[start of Records supplied]
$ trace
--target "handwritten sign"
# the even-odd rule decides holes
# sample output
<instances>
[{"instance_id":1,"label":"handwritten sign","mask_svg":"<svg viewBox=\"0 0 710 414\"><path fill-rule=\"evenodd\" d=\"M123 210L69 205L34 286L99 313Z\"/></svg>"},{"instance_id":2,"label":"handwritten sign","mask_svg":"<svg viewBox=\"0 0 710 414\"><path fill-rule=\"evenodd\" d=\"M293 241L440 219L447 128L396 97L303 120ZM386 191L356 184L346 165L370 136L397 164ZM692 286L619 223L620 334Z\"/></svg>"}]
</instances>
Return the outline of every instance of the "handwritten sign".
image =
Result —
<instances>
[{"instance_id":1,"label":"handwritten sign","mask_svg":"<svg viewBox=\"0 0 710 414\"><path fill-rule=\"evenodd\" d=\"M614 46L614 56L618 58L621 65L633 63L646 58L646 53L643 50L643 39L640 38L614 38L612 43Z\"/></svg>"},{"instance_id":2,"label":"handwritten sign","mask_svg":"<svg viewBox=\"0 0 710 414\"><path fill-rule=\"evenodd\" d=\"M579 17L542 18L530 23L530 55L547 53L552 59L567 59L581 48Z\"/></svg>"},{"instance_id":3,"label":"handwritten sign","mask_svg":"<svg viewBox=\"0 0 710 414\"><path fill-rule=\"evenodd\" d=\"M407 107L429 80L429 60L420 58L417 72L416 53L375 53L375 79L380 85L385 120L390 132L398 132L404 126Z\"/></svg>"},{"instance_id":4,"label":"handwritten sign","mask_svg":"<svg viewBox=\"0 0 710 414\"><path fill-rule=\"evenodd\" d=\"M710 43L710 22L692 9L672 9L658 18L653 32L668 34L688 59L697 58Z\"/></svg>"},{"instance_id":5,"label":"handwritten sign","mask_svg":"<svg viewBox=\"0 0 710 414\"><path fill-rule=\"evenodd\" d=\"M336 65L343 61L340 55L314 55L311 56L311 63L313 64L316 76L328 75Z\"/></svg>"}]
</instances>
[end of Records supplied]
* **Aim**: Copy every line of the items above, unchanged and in the same order.

* **Task solution**:
$ trace
--target "handwritten sign"
# the even-odd rule decides holes
# sample output
<instances>
[{"instance_id":1,"label":"handwritten sign","mask_svg":"<svg viewBox=\"0 0 710 414\"><path fill-rule=\"evenodd\" d=\"M123 210L69 205L34 286L99 313Z\"/></svg>"},{"instance_id":2,"label":"handwritten sign","mask_svg":"<svg viewBox=\"0 0 710 414\"><path fill-rule=\"evenodd\" d=\"M293 241L440 219L447 128L396 97L303 120ZM386 191L356 184L346 165L370 136L397 164ZM692 286L619 223L620 334Z\"/></svg>"}]
</instances>
Return the outline of every instance of the "handwritten sign".
image =
Result —
<instances>
[{"instance_id":1,"label":"handwritten sign","mask_svg":"<svg viewBox=\"0 0 710 414\"><path fill-rule=\"evenodd\" d=\"M614 46L614 56L618 58L621 65L633 63L646 58L646 53L643 50L643 39L640 38L614 38L612 43Z\"/></svg>"},{"instance_id":2,"label":"handwritten sign","mask_svg":"<svg viewBox=\"0 0 710 414\"><path fill-rule=\"evenodd\" d=\"M579 17L542 18L530 23L530 55L547 53L552 59L567 59L581 48Z\"/></svg>"},{"instance_id":3,"label":"handwritten sign","mask_svg":"<svg viewBox=\"0 0 710 414\"><path fill-rule=\"evenodd\" d=\"M407 107L429 80L429 60L420 58L417 72L416 53L375 53L375 79L380 85L385 120L390 132L398 132L404 126Z\"/></svg>"},{"instance_id":4,"label":"handwritten sign","mask_svg":"<svg viewBox=\"0 0 710 414\"><path fill-rule=\"evenodd\" d=\"M710 43L710 22L692 9L672 9L658 18L653 32L668 34L688 59L697 58Z\"/></svg>"},{"instance_id":5,"label":"handwritten sign","mask_svg":"<svg viewBox=\"0 0 710 414\"><path fill-rule=\"evenodd\" d=\"M336 65L343 61L340 55L314 55L311 56L311 63L313 64L316 76L328 75Z\"/></svg>"}]
</instances>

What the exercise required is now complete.